Stored records:
————

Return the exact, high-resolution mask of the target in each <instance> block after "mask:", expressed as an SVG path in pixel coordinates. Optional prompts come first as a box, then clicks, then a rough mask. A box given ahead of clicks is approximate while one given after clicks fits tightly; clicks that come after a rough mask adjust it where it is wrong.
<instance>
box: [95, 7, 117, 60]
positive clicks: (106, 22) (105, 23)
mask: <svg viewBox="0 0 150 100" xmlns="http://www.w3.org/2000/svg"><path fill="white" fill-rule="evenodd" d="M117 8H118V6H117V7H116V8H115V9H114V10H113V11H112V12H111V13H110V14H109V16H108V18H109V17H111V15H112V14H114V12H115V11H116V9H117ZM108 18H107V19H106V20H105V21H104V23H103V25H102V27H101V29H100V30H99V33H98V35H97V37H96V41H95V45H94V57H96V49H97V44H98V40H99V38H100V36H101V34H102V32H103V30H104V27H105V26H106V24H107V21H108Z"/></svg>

————

All the data is to be copied over exactly as it stands.

Return the exact, high-resolution mask of the target in each <instance> block after "mask:", expressed as an SVG path in pixel coordinates. Optional prompts come first as a box, then clicks, then a rough mask. A box given ahead of clicks is approximate while one given after clicks fits tightly; clicks that come after a rough mask adjust it where it is wrong.
<instance>
box: [95, 7, 117, 60]
positive clicks: (106, 22) (105, 23)
mask: <svg viewBox="0 0 150 100" xmlns="http://www.w3.org/2000/svg"><path fill="white" fill-rule="evenodd" d="M117 8H118V6H117V7H116V8H115V9H114V10H113V11H112V12H111V13H110V14H109V16H108V18H109V17H111V15H112V14H114V12H115V11H116V9H117ZM108 18H107V19H106V20H105V21H104V23H103V25H102V27H101V29H100V30H99V33H98V35H97V37H96V41H95V45H94V57H96V49H97V44H98V40H99V38H100V36H101V34H102V32H103V30H104V27H105V26H106V24H107V21H108Z"/></svg>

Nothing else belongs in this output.